- Set task -
Please extract the passage of the streetcar funding post starting with "Funding for New" and going on through "of the article).", copying it word for word.

[Start Selected extract]

Funding for New Streetcars (Updated)

Update June 19 at 10:20 am:  My interview today with Metro Morning is now available online.

The Toronto Star and Globe & Mail report that Premier Dalton McGuinty and Mayor David Miller will announce that the purchase of 204 new streetcars Toronto will proceed.  This is expected to occur on Friday in Thunder Bay.

There is no word at present on the status of funding from Ottawa.

Meanwhile, a study prepared for Bombardier shows that there would be significant benefits to both Queen’s Park and Ottawa both for job stimulus and for tax revenue that would come back to them from this order plus the follow-on option for Transit City cars.  The study is available on the Globe & Mail’s Toronto Blog (in small print down at the bottom of the article).

An important component of the calculation is the premise that the Transit City fleet will have 50% Canadian content, not 25% as in the initial 204 cars for the “legacy” streetcar system.  This substantially increases the economic impact of the combined order.

One troubling comment in the Star’s article is that the existing cars are “failing so fast, the TTC anticipates having to use buses on some routes later this year”.  Well now, if memory serves, TTC staff were asked to produce a report on fleet availability and planning back around the start of 2009.  This was expected to surface in April, and the latest I have heard is that we might see it in July.

Considering that the TTC will have parts of various lines shut down for track or other repairs, the idea that they don’t have enough cars that work is laughable.

[End Selected extract]
[Start Provided information]

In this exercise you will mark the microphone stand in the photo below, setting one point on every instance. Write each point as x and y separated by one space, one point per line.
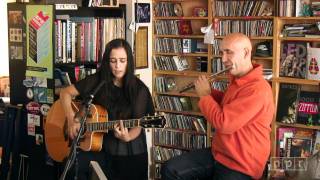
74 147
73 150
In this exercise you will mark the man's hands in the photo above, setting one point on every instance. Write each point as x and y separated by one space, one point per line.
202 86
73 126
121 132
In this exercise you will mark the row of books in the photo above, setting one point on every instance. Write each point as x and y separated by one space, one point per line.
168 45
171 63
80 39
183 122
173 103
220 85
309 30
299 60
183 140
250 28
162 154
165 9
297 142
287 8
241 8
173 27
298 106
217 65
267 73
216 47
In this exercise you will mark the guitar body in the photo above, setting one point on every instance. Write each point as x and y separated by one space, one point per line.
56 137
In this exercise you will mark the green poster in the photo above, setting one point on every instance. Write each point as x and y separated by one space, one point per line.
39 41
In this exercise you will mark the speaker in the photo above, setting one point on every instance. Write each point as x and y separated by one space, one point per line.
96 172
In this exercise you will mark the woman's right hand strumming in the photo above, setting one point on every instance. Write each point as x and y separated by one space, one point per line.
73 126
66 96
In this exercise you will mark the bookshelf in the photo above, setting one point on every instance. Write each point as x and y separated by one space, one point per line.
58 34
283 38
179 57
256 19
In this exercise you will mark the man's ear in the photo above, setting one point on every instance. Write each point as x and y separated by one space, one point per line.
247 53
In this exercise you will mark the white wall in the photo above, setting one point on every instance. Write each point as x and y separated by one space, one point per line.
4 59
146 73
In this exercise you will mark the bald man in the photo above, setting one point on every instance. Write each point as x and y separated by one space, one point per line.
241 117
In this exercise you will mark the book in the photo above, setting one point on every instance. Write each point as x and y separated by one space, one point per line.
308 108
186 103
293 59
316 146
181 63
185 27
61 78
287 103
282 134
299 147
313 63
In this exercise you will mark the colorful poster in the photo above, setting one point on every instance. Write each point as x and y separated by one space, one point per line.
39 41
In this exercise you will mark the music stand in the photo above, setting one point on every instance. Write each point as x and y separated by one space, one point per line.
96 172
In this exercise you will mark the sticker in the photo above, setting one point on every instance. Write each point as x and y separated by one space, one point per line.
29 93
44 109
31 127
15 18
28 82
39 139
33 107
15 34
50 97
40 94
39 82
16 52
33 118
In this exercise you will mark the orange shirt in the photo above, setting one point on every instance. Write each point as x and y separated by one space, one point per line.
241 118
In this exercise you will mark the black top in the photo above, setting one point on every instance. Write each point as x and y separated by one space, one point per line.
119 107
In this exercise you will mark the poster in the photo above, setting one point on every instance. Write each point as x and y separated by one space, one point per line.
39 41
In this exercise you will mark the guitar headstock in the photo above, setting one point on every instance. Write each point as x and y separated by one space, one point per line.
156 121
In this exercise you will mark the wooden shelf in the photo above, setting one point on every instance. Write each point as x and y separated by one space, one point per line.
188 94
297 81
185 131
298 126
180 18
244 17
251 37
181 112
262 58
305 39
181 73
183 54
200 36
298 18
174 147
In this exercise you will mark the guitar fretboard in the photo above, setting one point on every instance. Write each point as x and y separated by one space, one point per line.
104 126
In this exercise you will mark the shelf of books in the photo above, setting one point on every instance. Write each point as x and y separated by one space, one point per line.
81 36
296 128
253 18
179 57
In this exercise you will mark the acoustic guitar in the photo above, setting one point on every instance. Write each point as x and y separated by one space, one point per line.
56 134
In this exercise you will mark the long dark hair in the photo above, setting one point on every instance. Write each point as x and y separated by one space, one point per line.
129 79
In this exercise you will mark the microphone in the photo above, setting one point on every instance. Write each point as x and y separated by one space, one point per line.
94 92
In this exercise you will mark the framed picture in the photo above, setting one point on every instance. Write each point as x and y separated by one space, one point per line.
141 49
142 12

[End Provided information]
[Start Provided information]

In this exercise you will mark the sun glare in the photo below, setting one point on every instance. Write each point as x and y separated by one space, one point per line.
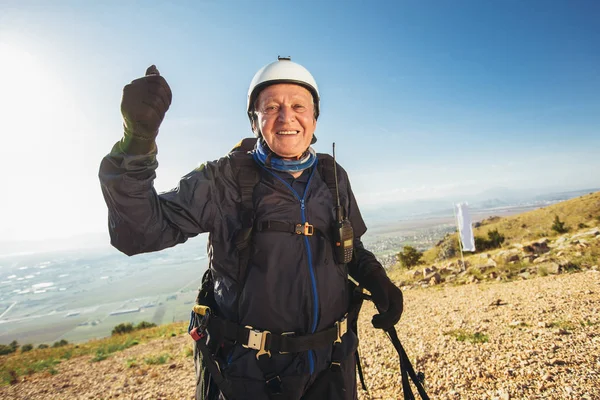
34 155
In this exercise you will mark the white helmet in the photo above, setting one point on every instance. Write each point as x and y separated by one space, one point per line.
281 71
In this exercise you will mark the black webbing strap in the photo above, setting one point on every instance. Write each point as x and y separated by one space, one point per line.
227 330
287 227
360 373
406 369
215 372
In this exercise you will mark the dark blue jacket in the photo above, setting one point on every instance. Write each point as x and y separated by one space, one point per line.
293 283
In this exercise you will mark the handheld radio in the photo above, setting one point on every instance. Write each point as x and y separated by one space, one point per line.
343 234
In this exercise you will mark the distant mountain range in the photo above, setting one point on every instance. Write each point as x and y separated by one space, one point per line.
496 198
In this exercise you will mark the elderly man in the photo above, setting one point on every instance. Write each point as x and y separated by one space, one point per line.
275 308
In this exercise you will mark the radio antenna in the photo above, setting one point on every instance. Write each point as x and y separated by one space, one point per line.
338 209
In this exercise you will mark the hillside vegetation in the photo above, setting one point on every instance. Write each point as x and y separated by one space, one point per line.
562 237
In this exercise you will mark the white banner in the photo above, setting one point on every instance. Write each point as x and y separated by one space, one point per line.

[End Provided information]

- Solution to the problem -
Funding for New Streetcars (Updated)

Update June 19 at 10:20 am:  My interview today with Metro Morning is now available online.

The Toronto Star and Globe & Mail report that Premier Dalton McGuinty and Mayor David Miller will announce that the purchase of 204 new streetcars Toronto will proceed.  This is expected to occur on Friday in Thunder Bay.

There is no word at present on the status of funding from Ottawa.

Meanwhile, a study prepared for Bombardier shows that there would be significant benefits to both Queen’s Park and Ottawa both for job stimulus and for tax revenue that would come back to them from this order plus the follow-on option for Transit City cars.  The study is available on the Globe & Mail’s Toronto Blog (in small print down at the bottom of the article).